Stated goal. Return every line of the entries below that contains the string "sample", matching case exactly.

--- begin Excerpted data ---

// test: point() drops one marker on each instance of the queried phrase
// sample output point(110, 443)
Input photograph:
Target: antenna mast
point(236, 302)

--- end Excerpted data ---
--- begin Excerpted data ---

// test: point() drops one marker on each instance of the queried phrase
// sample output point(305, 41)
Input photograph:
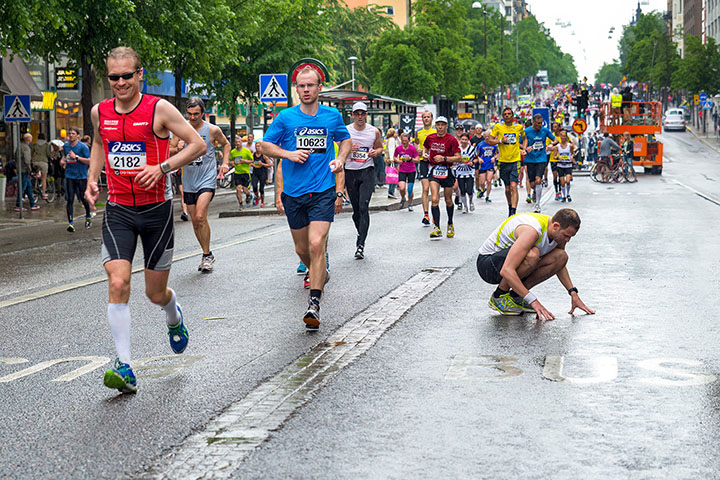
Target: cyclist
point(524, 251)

--- end Excerpted data ---

Solution for this problem.
// sample output point(110, 443)
// sample output point(305, 41)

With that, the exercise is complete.